GIVEN INSTRUCTION:
Reproduce all entries precisely as they are written.

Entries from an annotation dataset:
==========
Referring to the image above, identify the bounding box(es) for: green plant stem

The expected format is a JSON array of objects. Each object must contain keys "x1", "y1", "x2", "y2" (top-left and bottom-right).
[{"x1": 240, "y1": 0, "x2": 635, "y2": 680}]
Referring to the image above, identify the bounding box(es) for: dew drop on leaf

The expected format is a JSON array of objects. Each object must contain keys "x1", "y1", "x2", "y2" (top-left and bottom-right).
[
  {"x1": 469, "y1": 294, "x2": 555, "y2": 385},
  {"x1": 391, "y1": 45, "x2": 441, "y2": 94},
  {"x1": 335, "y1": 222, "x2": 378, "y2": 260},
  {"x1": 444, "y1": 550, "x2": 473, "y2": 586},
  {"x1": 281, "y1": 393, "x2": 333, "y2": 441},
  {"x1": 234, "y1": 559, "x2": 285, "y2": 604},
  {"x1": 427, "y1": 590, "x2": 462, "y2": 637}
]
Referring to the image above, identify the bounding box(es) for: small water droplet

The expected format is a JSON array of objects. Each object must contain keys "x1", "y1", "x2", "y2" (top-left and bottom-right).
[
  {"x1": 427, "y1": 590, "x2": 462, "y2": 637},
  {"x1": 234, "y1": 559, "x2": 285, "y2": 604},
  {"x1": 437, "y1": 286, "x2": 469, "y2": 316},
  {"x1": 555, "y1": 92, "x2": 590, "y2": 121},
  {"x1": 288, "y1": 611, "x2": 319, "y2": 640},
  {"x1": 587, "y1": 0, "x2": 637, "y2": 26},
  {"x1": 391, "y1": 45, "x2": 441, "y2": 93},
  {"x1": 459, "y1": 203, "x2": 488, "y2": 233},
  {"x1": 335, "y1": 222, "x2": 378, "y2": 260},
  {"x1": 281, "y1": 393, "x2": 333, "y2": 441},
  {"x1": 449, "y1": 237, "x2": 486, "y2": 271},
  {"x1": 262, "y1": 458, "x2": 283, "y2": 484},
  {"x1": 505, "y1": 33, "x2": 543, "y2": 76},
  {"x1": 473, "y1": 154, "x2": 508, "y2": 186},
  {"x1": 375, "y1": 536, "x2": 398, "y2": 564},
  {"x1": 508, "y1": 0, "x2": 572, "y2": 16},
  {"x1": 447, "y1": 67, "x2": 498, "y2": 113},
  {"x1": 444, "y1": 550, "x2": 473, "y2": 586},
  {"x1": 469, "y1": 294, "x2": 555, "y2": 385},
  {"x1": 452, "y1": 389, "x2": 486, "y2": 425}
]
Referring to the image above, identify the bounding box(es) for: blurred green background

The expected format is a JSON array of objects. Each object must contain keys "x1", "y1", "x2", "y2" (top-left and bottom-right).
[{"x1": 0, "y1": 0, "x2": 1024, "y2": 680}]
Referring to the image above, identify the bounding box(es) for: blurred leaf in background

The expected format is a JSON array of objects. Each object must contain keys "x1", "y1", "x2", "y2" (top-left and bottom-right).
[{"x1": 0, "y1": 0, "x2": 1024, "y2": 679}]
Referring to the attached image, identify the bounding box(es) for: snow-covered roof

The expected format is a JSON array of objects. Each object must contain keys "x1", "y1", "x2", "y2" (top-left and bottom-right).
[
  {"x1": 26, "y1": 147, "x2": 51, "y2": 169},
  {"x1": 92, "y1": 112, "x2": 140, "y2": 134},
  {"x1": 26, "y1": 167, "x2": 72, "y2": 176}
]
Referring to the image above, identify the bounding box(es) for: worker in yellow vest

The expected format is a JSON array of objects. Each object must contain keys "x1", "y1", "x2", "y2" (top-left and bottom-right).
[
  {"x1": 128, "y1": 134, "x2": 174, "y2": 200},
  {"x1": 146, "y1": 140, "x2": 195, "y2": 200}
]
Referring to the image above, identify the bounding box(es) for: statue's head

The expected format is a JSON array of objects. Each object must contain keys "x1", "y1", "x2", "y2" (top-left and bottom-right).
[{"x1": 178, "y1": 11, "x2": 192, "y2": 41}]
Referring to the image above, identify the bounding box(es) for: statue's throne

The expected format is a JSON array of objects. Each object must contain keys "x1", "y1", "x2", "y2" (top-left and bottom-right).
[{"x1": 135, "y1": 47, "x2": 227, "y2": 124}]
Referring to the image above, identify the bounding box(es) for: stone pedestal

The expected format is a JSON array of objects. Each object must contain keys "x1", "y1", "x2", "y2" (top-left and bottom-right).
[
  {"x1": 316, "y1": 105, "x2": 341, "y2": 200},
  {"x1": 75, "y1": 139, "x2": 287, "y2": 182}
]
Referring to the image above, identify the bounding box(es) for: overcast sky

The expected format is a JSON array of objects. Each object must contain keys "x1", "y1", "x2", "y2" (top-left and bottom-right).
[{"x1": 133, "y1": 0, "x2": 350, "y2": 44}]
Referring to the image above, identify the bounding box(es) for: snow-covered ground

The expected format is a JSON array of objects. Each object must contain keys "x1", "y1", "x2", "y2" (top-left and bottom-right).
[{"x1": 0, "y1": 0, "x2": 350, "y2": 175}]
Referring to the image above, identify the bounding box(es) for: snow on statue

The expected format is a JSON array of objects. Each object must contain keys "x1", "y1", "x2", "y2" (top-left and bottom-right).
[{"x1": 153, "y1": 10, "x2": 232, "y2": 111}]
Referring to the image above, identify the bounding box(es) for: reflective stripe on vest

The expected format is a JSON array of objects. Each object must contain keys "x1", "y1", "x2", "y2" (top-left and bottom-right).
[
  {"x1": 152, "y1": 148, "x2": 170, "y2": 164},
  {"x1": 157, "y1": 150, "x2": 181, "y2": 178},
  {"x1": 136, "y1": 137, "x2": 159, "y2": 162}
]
==========
RESPONSE:
Referring to the image above, identify the bounding box(es) for: green plant stem

The expected format is a JSON array of objects. Each object must contain keys "x1", "y1", "x2", "y2" (top-left and bottom-right).
[{"x1": 240, "y1": 0, "x2": 635, "y2": 680}]
Referring to the image above, identify the bounding box(es) for: dew drop on leaf

The expected format is a JSON array of objects. Each object must contain keys "x1", "y1", "x2", "y2" (top-left and bottom-right).
[
  {"x1": 469, "y1": 294, "x2": 555, "y2": 385},
  {"x1": 391, "y1": 45, "x2": 441, "y2": 94},
  {"x1": 335, "y1": 222, "x2": 378, "y2": 260},
  {"x1": 444, "y1": 550, "x2": 473, "y2": 586},
  {"x1": 281, "y1": 393, "x2": 333, "y2": 441},
  {"x1": 234, "y1": 559, "x2": 285, "y2": 604},
  {"x1": 427, "y1": 590, "x2": 462, "y2": 637}
]
Referring to the image above, identify the bounding box(es) for: small water droplet

The expected format is a JSON array of objects. Each object must contain keys "x1", "y1", "x2", "y2" (top-left and bottom-right).
[
  {"x1": 427, "y1": 590, "x2": 462, "y2": 637},
  {"x1": 234, "y1": 559, "x2": 285, "y2": 604},
  {"x1": 437, "y1": 286, "x2": 469, "y2": 316},
  {"x1": 555, "y1": 92, "x2": 590, "y2": 121},
  {"x1": 288, "y1": 611, "x2": 319, "y2": 640},
  {"x1": 587, "y1": 0, "x2": 637, "y2": 26},
  {"x1": 391, "y1": 45, "x2": 441, "y2": 93},
  {"x1": 459, "y1": 203, "x2": 488, "y2": 233},
  {"x1": 335, "y1": 222, "x2": 378, "y2": 260},
  {"x1": 281, "y1": 393, "x2": 333, "y2": 441},
  {"x1": 449, "y1": 237, "x2": 486, "y2": 271},
  {"x1": 262, "y1": 458, "x2": 283, "y2": 484},
  {"x1": 505, "y1": 33, "x2": 543, "y2": 76},
  {"x1": 473, "y1": 154, "x2": 508, "y2": 186},
  {"x1": 375, "y1": 536, "x2": 398, "y2": 564},
  {"x1": 508, "y1": 0, "x2": 572, "y2": 16},
  {"x1": 447, "y1": 67, "x2": 498, "y2": 113},
  {"x1": 444, "y1": 550, "x2": 473, "y2": 586},
  {"x1": 469, "y1": 294, "x2": 555, "y2": 385},
  {"x1": 452, "y1": 389, "x2": 486, "y2": 425}
]
Referring to the image above, identify the bounding box(es) for: blurred green background

The expected format is a JSON array of objects. Each object must contain keys "x1", "y1", "x2", "y2" (top-left and bottom-right).
[{"x1": 0, "y1": 0, "x2": 1024, "y2": 680}]
Referring to the image above, identify the bounding box(es) for: blurred leaf in background

The expected format is a JSON array of objects. Each object must contain keys "x1", "y1", "x2", "y2" (top-left and bottom-right).
[{"x1": 0, "y1": 0, "x2": 1024, "y2": 679}]
Referring to the attached image, identify the bounding box(es) for: snow-covered roof

The expected format is a JSON array of objects. Each object must contain keys "x1", "y1", "x2", "y2" (top-left and bottom-right).
[
  {"x1": 26, "y1": 147, "x2": 51, "y2": 169},
  {"x1": 92, "y1": 112, "x2": 140, "y2": 134},
  {"x1": 26, "y1": 167, "x2": 72, "y2": 176}
]
Referring to the image above, identify the bounding box(es) for: worker in yellow vest

The expected format is a JSON array of objects. Each object must contain keys "x1", "y1", "x2", "y2" (top-left and bottom-right).
[
  {"x1": 128, "y1": 134, "x2": 174, "y2": 200},
  {"x1": 146, "y1": 140, "x2": 195, "y2": 200}
]
Referring to the image above, identify the bounding box(es) for: statue's head

The expected format is a JSON array of objects. Each object must contain keys "x1", "y1", "x2", "y2" (top-left and bottom-right).
[{"x1": 178, "y1": 11, "x2": 192, "y2": 41}]
Referring to the image above, identify the bounding box(es) for: statue's throne

The expected format is a JSON array of objects. Each object must contain keys "x1", "y1", "x2", "y2" (top-left and bottom-right).
[{"x1": 135, "y1": 47, "x2": 227, "y2": 124}]
Referring to the image above, identify the bounding box(es) for: stone pedestal

The expected format is a JSON array of objects. Each object must contain keys "x1", "y1", "x2", "y2" (top-left and bottom-right).
[
  {"x1": 316, "y1": 105, "x2": 341, "y2": 200},
  {"x1": 75, "y1": 139, "x2": 287, "y2": 182}
]
Referring to the image above, identify the bounding box(es) for: overcast sky

The expected format is a JSON array of objects. Each object must contain keys "x1", "y1", "x2", "y2" (top-left and bottom-right).
[{"x1": 133, "y1": 0, "x2": 350, "y2": 44}]
Referring to the image above, identify the bounding box(es) for: snow-covered ground

The expected format is a JSON array of objects. Each object must contain keys "x1", "y1", "x2", "y2" (top-left and bottom-right).
[{"x1": 0, "y1": 0, "x2": 350, "y2": 175}]
Referring to the image above, identify the bounding box(es) for: snow on statue

The expected format is a JSON array of objects. Each object must contain keys "x1", "y1", "x2", "y2" (top-left and bottom-right).
[{"x1": 153, "y1": 10, "x2": 232, "y2": 111}]
Referring to the image above, identify the bounding box(es) for: reflective stripe on vest

The expected format is a JSON array of objects. Each object must contain keys "x1", "y1", "x2", "y2" (top-left and bottom-right).
[
  {"x1": 152, "y1": 148, "x2": 170, "y2": 164},
  {"x1": 157, "y1": 150, "x2": 181, "y2": 178},
  {"x1": 136, "y1": 137, "x2": 159, "y2": 162}
]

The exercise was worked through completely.